→ **WRITTEN INSTRUCTION**: Return the lines that run from the line containing "man's face shown in this photo?" through the end of the entries, both ends included. Leave out all pictures.

(Object location annotation data)
** Begin **

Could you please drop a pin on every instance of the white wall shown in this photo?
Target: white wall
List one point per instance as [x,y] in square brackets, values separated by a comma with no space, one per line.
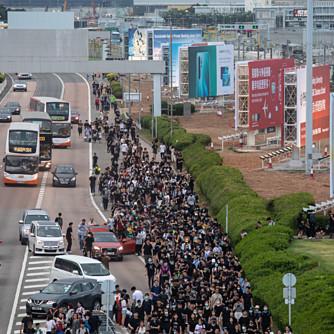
[40,20]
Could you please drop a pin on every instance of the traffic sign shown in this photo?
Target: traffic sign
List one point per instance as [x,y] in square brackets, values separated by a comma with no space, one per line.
[289,280]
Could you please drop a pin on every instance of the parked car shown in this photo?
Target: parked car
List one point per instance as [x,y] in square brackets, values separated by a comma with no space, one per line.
[24,76]
[74,117]
[45,237]
[76,266]
[107,241]
[20,85]
[25,222]
[14,107]
[65,292]
[5,115]
[64,175]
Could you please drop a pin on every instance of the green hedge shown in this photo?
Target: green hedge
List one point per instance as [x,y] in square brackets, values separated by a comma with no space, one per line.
[263,253]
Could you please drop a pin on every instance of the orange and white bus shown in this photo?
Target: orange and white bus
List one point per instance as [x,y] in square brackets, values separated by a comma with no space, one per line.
[60,113]
[22,154]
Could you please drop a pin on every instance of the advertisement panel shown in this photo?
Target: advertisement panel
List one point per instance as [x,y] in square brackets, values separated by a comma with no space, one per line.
[265,92]
[138,44]
[321,103]
[211,70]
[179,37]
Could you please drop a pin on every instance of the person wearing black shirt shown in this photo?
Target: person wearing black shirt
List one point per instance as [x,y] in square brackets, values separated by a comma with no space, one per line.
[88,244]
[24,323]
[150,271]
[134,323]
[69,237]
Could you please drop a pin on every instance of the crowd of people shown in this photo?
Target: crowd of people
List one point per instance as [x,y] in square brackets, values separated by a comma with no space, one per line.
[74,320]
[196,284]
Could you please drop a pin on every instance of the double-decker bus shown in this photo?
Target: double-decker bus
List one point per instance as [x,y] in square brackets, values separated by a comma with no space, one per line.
[60,113]
[22,154]
[45,135]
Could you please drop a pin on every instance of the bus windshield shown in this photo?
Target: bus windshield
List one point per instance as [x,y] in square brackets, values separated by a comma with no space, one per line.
[44,126]
[61,130]
[23,141]
[21,165]
[58,111]
[45,150]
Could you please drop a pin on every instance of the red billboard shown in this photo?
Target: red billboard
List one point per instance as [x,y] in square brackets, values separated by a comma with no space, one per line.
[321,103]
[265,92]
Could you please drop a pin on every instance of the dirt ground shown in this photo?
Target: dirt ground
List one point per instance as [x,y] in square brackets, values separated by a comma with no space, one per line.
[267,183]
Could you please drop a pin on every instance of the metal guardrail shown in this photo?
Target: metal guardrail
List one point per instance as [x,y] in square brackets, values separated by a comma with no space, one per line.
[323,206]
[276,154]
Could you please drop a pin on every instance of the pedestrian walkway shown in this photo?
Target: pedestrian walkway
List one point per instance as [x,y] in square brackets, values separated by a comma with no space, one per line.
[101,148]
[36,277]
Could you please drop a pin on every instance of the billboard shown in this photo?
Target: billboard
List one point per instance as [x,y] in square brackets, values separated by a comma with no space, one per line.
[211,70]
[180,37]
[138,44]
[321,103]
[265,92]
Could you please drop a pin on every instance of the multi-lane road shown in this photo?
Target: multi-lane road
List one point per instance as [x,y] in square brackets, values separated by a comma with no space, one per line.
[22,274]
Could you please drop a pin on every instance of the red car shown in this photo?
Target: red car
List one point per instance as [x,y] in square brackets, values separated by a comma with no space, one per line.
[107,241]
[74,117]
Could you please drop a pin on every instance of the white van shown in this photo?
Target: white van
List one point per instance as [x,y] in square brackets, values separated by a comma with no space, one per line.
[75,266]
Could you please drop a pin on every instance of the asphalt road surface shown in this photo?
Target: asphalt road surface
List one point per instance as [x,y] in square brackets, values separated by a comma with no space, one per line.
[74,203]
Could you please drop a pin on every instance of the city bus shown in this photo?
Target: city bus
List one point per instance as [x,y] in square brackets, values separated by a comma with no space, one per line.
[45,135]
[60,113]
[22,154]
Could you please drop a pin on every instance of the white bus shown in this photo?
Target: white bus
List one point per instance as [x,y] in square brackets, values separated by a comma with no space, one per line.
[60,113]
[22,154]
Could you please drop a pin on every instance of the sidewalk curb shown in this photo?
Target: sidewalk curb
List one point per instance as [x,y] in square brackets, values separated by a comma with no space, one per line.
[90,150]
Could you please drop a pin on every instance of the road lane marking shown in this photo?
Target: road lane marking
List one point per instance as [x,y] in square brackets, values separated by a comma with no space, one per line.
[36,280]
[34,286]
[42,191]
[62,85]
[9,89]
[37,274]
[90,151]
[27,293]
[37,268]
[17,293]
[38,262]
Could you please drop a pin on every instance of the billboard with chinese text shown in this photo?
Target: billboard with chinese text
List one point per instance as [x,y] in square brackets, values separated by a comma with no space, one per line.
[265,92]
[321,103]
[211,70]
[180,37]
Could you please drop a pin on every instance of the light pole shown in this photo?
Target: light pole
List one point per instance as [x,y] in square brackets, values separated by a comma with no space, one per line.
[309,99]
[171,79]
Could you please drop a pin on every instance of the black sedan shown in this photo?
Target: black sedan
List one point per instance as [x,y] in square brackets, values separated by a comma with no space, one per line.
[64,292]
[64,175]
[14,107]
[5,115]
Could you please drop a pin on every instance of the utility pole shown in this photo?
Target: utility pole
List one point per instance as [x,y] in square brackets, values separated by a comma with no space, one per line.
[309,98]
[171,77]
[238,47]
[129,95]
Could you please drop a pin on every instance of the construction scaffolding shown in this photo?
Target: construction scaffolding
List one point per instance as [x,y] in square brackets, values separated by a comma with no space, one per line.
[290,106]
[242,94]
[184,71]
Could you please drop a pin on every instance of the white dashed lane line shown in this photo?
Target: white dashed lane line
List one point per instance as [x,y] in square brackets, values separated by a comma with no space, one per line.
[36,278]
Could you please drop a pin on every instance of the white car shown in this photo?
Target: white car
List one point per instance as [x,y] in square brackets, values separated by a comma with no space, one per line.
[20,85]
[45,237]
[24,76]
[76,266]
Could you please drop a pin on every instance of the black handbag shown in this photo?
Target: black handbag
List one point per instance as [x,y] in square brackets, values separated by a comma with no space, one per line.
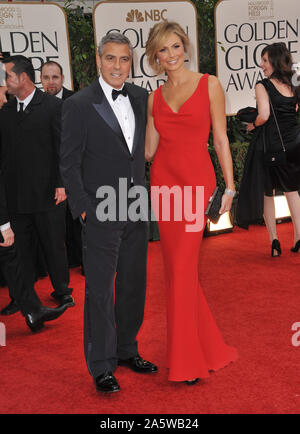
[274,158]
[214,205]
[247,114]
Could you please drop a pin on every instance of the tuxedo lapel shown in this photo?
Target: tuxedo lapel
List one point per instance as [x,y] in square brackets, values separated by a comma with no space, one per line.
[104,110]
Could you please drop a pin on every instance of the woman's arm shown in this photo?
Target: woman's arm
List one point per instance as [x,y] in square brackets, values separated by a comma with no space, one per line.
[152,136]
[221,144]
[263,107]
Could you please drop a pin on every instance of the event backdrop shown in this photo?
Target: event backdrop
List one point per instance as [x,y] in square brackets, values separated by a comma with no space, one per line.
[38,31]
[243,29]
[134,19]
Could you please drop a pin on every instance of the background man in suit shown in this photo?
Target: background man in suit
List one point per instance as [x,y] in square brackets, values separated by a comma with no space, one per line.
[103,134]
[27,300]
[30,141]
[52,79]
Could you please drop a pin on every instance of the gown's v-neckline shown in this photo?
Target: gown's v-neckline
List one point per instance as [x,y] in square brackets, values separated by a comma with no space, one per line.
[170,108]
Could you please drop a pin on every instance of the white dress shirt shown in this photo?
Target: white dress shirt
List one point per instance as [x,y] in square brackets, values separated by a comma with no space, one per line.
[123,111]
[26,101]
[59,94]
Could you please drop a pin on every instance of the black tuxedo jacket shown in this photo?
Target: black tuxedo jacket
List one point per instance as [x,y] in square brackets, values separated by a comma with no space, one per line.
[66,93]
[3,207]
[30,153]
[94,151]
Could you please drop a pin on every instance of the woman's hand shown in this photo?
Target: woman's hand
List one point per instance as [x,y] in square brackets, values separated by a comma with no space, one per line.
[250,127]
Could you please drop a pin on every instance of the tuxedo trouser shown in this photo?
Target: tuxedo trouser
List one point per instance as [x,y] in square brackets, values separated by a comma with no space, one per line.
[73,240]
[24,296]
[114,257]
[50,228]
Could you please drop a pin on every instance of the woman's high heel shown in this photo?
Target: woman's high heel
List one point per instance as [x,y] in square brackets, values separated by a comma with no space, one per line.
[275,248]
[296,248]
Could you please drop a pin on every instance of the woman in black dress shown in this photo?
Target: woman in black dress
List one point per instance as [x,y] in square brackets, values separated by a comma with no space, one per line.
[281,87]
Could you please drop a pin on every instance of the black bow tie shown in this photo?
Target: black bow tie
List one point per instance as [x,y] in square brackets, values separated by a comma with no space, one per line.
[115,93]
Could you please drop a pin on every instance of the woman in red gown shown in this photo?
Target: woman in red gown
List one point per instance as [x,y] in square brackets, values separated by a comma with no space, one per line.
[180,114]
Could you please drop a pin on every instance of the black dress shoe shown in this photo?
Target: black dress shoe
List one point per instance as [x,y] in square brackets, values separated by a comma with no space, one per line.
[192,382]
[275,248]
[107,383]
[63,299]
[296,248]
[35,320]
[137,364]
[10,308]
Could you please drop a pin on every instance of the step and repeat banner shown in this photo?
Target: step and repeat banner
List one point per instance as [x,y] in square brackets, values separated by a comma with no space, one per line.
[38,31]
[243,28]
[134,19]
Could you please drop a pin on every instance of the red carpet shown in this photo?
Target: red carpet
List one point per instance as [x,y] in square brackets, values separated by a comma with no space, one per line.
[255,300]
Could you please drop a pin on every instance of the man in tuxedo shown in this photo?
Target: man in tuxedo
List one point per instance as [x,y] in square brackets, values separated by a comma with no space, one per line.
[103,132]
[27,300]
[52,79]
[30,141]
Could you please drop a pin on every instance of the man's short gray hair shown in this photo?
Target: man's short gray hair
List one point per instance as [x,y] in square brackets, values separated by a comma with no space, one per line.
[117,38]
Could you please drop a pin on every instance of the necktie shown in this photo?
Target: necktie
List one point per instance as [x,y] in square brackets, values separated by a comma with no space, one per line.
[115,93]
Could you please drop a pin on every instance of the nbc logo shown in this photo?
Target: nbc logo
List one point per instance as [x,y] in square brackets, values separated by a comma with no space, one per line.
[151,15]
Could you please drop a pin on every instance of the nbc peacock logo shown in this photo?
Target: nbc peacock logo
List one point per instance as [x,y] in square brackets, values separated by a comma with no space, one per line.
[134,15]
[147,15]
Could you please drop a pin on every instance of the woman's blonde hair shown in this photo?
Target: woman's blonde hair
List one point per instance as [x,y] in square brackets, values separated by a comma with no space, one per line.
[157,37]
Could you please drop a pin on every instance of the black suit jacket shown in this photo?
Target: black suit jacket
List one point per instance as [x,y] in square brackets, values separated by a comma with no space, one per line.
[66,93]
[3,207]
[30,153]
[94,151]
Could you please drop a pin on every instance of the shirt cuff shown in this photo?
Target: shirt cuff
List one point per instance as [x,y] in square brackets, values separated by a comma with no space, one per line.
[4,227]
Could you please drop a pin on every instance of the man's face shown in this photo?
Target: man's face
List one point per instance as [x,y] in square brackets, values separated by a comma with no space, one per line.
[51,78]
[115,64]
[13,81]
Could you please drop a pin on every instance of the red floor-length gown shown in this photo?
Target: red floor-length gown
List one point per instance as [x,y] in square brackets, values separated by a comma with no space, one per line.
[195,345]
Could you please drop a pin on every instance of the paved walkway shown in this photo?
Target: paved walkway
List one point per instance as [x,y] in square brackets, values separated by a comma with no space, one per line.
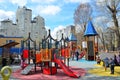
[80,64]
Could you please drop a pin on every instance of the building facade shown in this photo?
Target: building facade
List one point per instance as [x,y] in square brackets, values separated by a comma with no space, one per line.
[66,32]
[24,25]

** End **

→ **COMPLETE ANSWER**:
Could you please drop a pin on every instance of the man's face shown in this photo?
Target: man's face
List one point per instance as [x,y] in square brackets, values separated by a comma with no space, one per line.
[51,78]
[115,64]
[13,81]
Could you please drop a pin on every instance of the red floor-length gown shown in this photo?
Target: red floor-length gown
List one point per instance as [x,y] in square brackets, values separated by a comma with no space, one per line.
[195,345]
Could you please drop a pin on every instance of the paved walkway shown in this photo?
Target: paved walkway
List one point per instance as [x,y] in square brackets, values separated by a comma with no space, one per line.
[80,64]
Could you please drop a pin on every instance of the building facade shown in this photo?
Target: building facade
List one point per instance as [x,y] in square brackets, values separated by a comma with no space, one per line.
[66,32]
[24,25]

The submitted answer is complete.